* [WORK TO COMPLETE]:
Repeat all of the records exactly, leaving out the pictures.

RECORDS FOR THE EXERCISE section start

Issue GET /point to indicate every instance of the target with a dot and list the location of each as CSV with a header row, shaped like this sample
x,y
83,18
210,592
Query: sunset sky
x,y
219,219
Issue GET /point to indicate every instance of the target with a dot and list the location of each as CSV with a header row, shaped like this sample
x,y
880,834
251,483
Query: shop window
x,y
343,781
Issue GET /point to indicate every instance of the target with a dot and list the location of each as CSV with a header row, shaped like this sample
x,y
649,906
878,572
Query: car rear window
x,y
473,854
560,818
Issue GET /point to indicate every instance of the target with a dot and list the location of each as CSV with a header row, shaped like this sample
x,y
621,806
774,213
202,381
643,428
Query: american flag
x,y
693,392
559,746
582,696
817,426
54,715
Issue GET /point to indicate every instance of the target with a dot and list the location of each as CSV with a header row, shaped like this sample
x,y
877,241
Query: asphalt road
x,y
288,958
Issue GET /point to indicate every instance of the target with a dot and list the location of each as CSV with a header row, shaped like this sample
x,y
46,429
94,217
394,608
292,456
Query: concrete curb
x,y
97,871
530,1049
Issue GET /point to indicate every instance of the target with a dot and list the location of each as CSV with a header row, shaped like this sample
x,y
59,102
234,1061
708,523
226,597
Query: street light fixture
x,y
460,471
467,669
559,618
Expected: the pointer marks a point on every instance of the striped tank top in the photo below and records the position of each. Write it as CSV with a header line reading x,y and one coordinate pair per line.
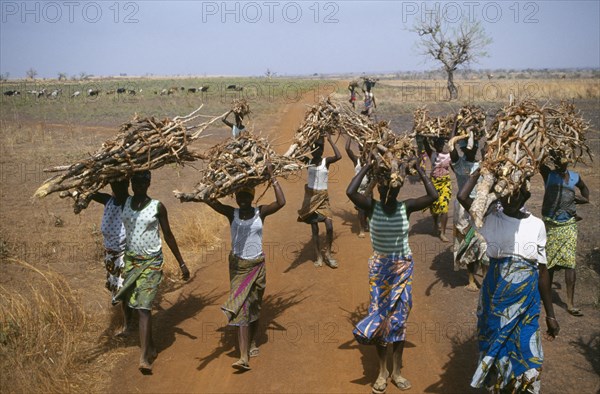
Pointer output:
x,y
389,233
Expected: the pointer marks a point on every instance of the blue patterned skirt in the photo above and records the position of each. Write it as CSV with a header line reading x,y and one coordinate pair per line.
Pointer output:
x,y
510,346
390,282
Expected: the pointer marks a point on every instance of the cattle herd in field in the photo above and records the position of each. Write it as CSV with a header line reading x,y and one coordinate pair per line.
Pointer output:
x,y
55,93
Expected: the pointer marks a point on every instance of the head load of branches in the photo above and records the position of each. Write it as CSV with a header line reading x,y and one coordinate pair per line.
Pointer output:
x,y
523,136
141,144
236,164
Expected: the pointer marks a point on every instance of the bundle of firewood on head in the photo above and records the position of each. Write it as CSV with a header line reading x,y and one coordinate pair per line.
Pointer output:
x,y
425,126
566,129
240,107
469,124
236,164
393,157
391,153
319,120
141,144
520,139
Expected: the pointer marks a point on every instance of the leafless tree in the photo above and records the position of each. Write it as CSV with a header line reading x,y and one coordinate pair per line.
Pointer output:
x,y
270,73
452,47
31,73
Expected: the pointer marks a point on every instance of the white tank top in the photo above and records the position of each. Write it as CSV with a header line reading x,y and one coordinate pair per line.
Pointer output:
x,y
141,228
318,176
112,227
246,235
357,169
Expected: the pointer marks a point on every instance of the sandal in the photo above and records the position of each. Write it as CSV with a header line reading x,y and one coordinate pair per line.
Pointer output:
x,y
331,263
145,369
380,385
575,312
241,365
401,382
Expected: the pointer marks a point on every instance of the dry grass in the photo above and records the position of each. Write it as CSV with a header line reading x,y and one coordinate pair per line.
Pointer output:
x,y
40,333
495,90
198,230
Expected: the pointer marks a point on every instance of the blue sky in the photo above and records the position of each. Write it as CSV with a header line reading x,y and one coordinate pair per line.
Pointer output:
x,y
288,37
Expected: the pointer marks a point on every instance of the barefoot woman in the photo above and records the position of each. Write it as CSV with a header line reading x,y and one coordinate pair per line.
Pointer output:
x,y
142,217
390,271
247,271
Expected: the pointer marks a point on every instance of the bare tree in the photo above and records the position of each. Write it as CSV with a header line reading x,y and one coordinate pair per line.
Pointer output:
x,y
453,48
31,73
270,73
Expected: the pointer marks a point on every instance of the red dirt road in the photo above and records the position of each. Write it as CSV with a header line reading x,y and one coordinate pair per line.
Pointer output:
x,y
305,337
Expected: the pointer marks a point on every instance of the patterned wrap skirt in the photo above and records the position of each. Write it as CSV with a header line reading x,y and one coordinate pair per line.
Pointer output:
x,y
390,287
142,275
561,243
510,347
248,279
114,264
443,185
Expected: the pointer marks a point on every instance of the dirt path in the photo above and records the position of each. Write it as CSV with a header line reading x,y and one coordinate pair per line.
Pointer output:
x,y
306,342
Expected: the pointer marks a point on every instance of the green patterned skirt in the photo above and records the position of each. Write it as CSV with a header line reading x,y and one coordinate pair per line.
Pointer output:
x,y
561,243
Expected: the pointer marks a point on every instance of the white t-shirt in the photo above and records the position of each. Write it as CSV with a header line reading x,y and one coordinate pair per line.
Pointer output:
x,y
509,237
112,227
246,235
318,176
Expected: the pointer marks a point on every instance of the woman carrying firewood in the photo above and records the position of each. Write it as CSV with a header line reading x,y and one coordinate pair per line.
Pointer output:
x,y
469,246
143,217
390,270
363,189
315,206
510,347
247,269
440,175
113,232
238,127
560,217
353,93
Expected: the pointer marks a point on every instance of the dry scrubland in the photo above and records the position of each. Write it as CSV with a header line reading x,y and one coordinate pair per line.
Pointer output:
x,y
56,322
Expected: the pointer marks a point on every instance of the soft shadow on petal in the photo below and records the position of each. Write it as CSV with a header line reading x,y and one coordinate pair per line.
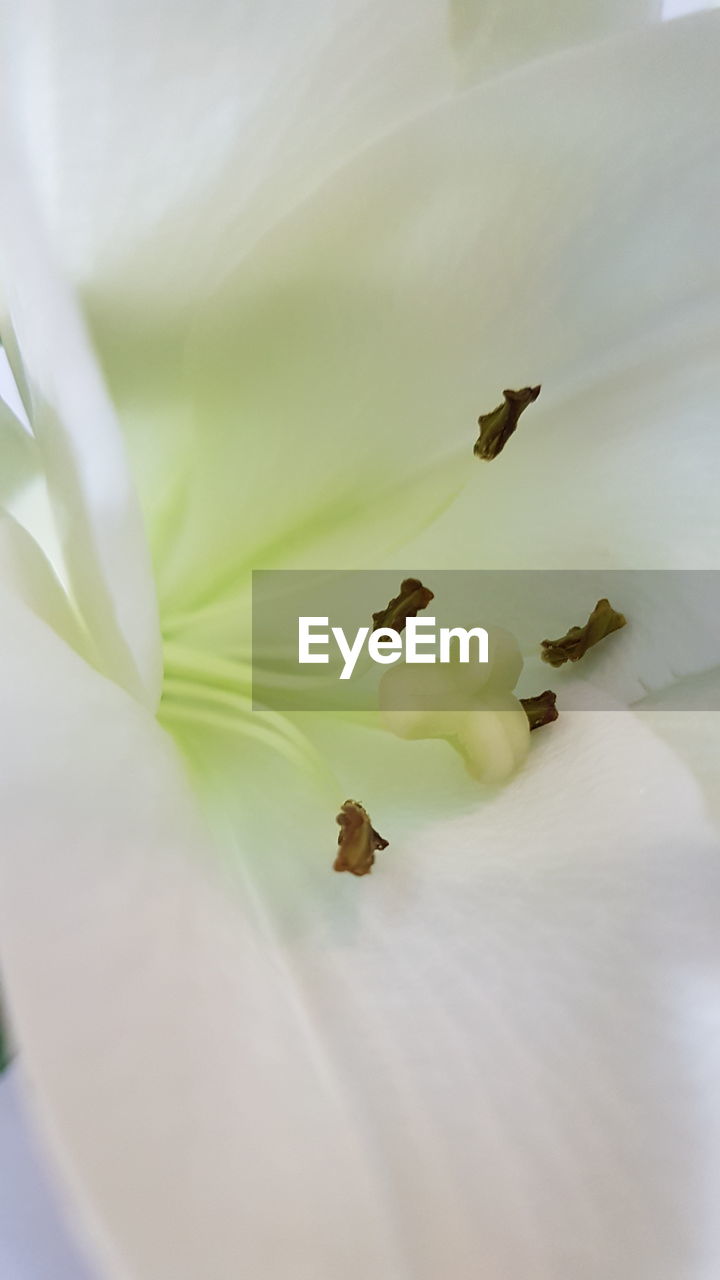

RECORDS FOR THE EXERCISE section end

* [OUTPUT FOR THIS EXERCISE]:
Issue GET /point to indicate every instance of the target with a dot and list the location of each as CSV with a header row, shaped like this sample
x,y
83,18
210,592
Query: sunset sky
x,y
219,219
Issue GET /point to indicate every instance of the target with a dot and list the location of each as CSV with a header row, shaped like this sample
x,y
880,834
251,483
Query: shop window
x,y
343,781
Issue GET /point to indicate every instance of the target with a dot and list the location of each as CSV with a header row, shaped like this sample
x,y
649,906
878,572
Query: car rear window
x,y
473,854
560,818
Issue GET /point to indicate every instance of the target with a dot and list the location of each as CSV with a header row, shaped like this sample
x,y
621,806
774,213
202,381
643,428
Query: american flag
x,y
693,392
559,746
582,696
817,426
54,715
Issue GET /point to indicate every instance of the target with a dot and list the location of each as CSV with a header row, shaped like this sample
x,y
877,241
Query: asphalt road
x,y
288,958
Issue GET /point to indicate every instance of the target with a dot and list the location of each as CSV with a header row, shaped like this sample
x,y
46,429
94,217
394,608
292,456
Query: concrete curb
x,y
97,871
530,1049
Issue GET /point to indicate every instance of the target with a dot and list the location of each as CSV with a header row, shaped like this sample
x,y
59,102
234,1061
708,523
226,597
Query: street light fixture
x,y
460,471
467,669
559,618
Expected: the pointer marks a point on every instance of the striped tank top in the photo below and records the position of each. Write it as CSV with a header line reading x,y and one coordinate pair per line.
Pointer output:
x,y
389,233
Expected: the pointer marks a point on every instance of the blue patterned skirt in the photo above and records the position of each. Write it as CSV with a header line reading x,y and one coordinate pair per line.
Pointer output:
x,y
510,346
390,282
Expected: the pointer marks a point on every instance of the cattle herd in field in the photo above and records the position of each. Write it as CSV with a header line reading x,y and one coordinate pair per line.
Pointer output:
x,y
55,93
Expected: the pointer marks a point on every instance of the head load of branches in the photo above and records the position of each. Write it as CSV with a header line reading x,y and one coordinate pair per line.
Pointer output:
x,y
523,136
141,144
236,164
Expected: the pointer marks a point on every instance of the bundle of firewood on head in the photo above and records the position of each. Write it as CSV with a header line reading x,y and one coordinate pair per line.
Pointer output:
x,y
425,126
566,129
240,107
469,124
236,164
393,157
391,153
319,120
141,144
520,139
Expected: the pointer marks a point on every instance of the leafless tree in the photo above and records the position of each. Write it as CSV with a header line reading x,y and one coordinate pair per line.
Pointer output:
x,y
270,73
452,47
31,73
Expected: the pointer marks a point on every instance of the white tank top in the photo above and records the position of each. Write it as CSV with a header line reading x,y and one coordinate pair per line.
Pointer output:
x,y
141,228
318,176
112,227
246,235
357,169
Expected: the pointer marks a point on every instance of the sandal in the photo above and records the position of each. Write it as CSV with a header line reading x,y and one coordinate pair per line.
Pointer output:
x,y
331,263
145,369
380,385
575,312
241,365
401,382
Expected: the pointer marks a point on every instance of the dry grass in the photo above and records the position of each. Write it as CSV with a header line reading x,y and one coordinate pair per line.
Pointer output:
x,y
40,333
495,90
198,230
Expected: the pointer marks a point on every instance of the blue sky in the photo above and records the position of each. Write it as CSV with a header line reading x,y and one coordinate pair per line.
Pointer output:
x,y
288,37
Expected: the pointer marks a point on every instance of the barefoot woman in the photo above and records the position of each. Write it as CSV with a header line reading x,y and one coordinate pair per line.
Pointer output:
x,y
142,217
390,271
247,271
Expected: the pointer marks a point on every instance of the bare tree in the photo above and records the position of each. Write it as CSV with a header line reading x,y and one coordinate pair per line.
Pointer output:
x,y
453,48
31,73
270,73
Expected: the pointer marks a point on every instance of the red dirt road in the photo above and records the position of each. Write it as CSV with a header line reading x,y and one coordinate pair per line.
Pointer output:
x,y
305,337
Expected: the pointer marks a point on every instance of the patterned wrap skirt in the photo above and records the position of each. Write it as CSV with a header line reading x,y and one coordinate pair per line.
Pointer output:
x,y
390,287
142,275
561,243
510,347
248,279
114,264
443,185
Expected: the pointer marks a point on every instance of the dirt path in the photo above and records the position of each. Write it as CSV with a header line reading x,y and one coordinate pair per line.
Pointer output:
x,y
306,342
Expected: the pointer marks a point on every instance of the green patterned skirt in the photo above and records the position of each. Write it as CSV with a header line reading x,y and one coordinate pair per line.
Pointer output:
x,y
561,243
Expected: the pointer marks a point on every instance of the white t-shirt in the photo above and records the position of each. Write it as CSV with a header line reading x,y and one coordinate pair per line.
Pointer output:
x,y
509,237
112,227
246,235
318,176
Expected: the pointer marks a point on every instance of the woman carrying firewood in the photo above and records the position of each. Write it as CSV with a header line reading x,y and one coordinate pair per line.
Pointer output:
x,y
469,246
143,217
390,270
363,189
315,206
510,347
247,269
440,175
113,232
238,127
560,217
353,93
Expected: the pointer marks a point on every instance of the dry scrubland in the photo above and records the position of each. Write it as CSV with a header line reading x,y and one coordinate pair per line.
Pointer output:
x,y
56,322
Expected: the pointer marks a point on every instance of the soft shadow on petal in the photo below and records the position of each. Write it as CSV with a header line reading x,y and one coordinate pair per line.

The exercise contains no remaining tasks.